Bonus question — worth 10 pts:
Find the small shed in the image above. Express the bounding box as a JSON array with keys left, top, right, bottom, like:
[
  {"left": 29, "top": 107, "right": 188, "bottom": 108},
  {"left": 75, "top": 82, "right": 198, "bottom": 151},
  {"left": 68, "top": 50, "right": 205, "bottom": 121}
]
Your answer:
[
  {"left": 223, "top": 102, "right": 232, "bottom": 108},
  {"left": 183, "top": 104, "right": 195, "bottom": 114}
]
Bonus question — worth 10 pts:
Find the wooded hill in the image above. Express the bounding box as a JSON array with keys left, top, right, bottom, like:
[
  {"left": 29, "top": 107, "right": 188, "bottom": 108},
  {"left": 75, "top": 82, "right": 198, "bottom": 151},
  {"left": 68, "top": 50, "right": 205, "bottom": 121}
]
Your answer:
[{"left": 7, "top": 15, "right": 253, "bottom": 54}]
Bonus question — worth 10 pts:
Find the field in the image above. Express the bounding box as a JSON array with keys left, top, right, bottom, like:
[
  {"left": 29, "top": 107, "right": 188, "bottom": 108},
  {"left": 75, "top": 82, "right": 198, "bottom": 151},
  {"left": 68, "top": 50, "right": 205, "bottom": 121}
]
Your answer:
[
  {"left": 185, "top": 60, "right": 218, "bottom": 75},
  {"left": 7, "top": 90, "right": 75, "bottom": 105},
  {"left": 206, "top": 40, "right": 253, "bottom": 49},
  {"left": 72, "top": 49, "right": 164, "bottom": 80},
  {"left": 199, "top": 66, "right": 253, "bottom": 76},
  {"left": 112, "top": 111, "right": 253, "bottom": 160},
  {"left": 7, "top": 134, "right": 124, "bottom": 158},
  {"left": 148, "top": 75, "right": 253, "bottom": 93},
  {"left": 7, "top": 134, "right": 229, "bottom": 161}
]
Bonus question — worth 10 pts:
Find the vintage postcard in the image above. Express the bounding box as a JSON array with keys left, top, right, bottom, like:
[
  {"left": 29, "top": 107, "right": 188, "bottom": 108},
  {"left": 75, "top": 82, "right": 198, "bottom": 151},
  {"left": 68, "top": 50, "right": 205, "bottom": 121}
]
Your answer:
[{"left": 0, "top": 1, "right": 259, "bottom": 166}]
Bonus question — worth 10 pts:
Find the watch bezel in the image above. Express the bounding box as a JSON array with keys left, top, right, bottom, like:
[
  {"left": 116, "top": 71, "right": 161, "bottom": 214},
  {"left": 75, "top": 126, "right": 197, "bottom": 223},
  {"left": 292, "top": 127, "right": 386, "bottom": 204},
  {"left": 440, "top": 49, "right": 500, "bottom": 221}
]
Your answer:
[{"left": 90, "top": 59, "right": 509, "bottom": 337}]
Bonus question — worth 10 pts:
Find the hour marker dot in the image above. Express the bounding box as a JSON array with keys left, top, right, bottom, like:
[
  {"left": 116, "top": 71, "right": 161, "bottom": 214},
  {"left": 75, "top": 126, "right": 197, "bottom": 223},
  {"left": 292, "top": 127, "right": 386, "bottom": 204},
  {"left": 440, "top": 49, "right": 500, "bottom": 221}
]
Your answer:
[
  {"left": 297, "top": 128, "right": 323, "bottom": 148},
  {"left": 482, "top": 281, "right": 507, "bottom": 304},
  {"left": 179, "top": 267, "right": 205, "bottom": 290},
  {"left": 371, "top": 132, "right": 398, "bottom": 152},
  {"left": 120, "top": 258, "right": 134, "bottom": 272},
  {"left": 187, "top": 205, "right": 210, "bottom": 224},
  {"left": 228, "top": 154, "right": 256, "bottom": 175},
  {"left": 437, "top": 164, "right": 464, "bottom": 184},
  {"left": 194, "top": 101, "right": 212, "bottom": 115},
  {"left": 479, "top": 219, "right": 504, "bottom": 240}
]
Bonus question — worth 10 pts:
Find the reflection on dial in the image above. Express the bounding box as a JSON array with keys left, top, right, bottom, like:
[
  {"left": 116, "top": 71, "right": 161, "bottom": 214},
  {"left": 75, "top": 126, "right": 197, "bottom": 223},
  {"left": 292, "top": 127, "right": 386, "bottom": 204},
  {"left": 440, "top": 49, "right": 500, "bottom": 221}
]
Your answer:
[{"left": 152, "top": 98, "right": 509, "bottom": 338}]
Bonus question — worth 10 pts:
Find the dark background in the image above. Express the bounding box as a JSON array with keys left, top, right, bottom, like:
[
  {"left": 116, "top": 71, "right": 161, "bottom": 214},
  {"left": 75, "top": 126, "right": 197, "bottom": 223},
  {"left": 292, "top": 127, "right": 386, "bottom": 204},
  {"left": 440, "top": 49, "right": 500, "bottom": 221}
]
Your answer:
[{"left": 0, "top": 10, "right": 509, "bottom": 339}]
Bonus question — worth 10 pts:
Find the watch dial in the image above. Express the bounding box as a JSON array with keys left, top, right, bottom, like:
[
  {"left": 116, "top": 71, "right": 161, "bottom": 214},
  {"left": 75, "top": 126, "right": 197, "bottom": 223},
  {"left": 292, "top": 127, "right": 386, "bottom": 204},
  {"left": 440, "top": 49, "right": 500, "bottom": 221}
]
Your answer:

***

Pull out every line in the rows above that contains the word "dial". Case counts.

Find the reflection on dial in the image above. Express the bounding box as a JSON array with keys left, top, right, bottom, like:
Find the watch dial in the image above. Express the bounding box as a JSON array with keys left, top, right, bottom, like:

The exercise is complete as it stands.